A detenção de Sócrates é um caso político

A sombra que este caso lança sobre o PS afecta pessoalmente António Costa.

1. Os políticos encontraram rapidamente a fórmula para evitar comentar a detenção de José Sócrates e as acusações que impendem sobre ele de branqueamento de capitais, fraude fiscal e corrupção. Invocando a “separação de poderes”, todos acharam por bem repetir que “à justiça cabe o que é da justiça e à política o que é da política”, não fazer comentários sobre este caso específico e fazer votos de que a justiça siga o seu curso sem perturbações.
_____
*Lista de tarefas*.
1 > Segundo o texto sobre a detenção de José Sócrates, por que motivo os políticos se abstiveram de comentar este caso específico? Responda em uma a três frases.
2 > Prossiga o texto sobre a detenção de José Sócrates a partir da última frase apresentada.

*Dados fornecidos*.
_____
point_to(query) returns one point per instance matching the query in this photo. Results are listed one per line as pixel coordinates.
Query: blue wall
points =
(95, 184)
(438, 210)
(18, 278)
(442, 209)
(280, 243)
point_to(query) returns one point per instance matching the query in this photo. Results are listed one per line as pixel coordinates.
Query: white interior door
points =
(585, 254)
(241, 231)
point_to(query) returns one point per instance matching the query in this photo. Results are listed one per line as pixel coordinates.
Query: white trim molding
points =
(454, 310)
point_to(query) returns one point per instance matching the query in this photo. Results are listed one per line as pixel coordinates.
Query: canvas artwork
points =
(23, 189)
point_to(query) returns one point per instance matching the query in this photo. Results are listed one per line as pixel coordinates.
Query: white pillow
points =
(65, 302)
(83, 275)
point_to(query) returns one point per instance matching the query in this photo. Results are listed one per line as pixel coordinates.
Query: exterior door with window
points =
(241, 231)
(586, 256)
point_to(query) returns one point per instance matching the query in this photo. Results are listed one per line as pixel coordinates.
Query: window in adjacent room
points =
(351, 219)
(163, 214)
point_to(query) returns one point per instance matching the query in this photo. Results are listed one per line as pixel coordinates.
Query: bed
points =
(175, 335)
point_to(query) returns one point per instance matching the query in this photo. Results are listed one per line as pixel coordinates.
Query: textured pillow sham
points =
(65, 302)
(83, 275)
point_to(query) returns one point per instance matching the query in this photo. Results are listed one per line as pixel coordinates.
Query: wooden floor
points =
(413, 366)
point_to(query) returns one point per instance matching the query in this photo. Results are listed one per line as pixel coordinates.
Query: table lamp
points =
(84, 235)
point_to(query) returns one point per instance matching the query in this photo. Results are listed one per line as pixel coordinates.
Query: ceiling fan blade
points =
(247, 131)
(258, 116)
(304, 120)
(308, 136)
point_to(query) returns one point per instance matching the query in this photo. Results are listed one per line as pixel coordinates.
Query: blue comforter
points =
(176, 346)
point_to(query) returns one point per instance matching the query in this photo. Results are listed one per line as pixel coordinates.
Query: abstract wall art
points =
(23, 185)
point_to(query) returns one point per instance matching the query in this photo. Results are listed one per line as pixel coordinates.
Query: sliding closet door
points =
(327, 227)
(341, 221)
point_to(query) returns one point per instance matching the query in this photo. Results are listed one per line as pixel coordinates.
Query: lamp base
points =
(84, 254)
_____
*Em resposta*.
1 > Os políticos invocaram a "separação de poderes" para não comentar o caso. Todos repetiram que "à justiça cabe o que é da justiça e à política o que é da política" e fizeram votos de que a justiça seguisse o seu curso sem perturbações.

2 >
A contenção é de louvar, até porque não se conhecem ainda as acusações concretas, muito menos os indícios que levaram o Ministério Público a acusar o ex-primeiro-ministro e menos ainda a eventual defesa de Sócrates. Mas há uma coisa que é inegável: este caso pertence à política, é muito mais um caso político do que um caso judicial e está a ter e vai ter um impacto político considerável. Não porque José Sócrates seja um político e um ex-governante ou um ex-primeiro-ministro. Se Sócrates fosse acusado de violência doméstica ou de contrabando de droga, essas acusações poderiam ser absolutamente independentes da sua acção política. Mas a acusação que é feita a Sócrates é de corrupção no exercício de cargos políticos — as outras acusações decorrem desta — e nada poderia ser mais político do que isso.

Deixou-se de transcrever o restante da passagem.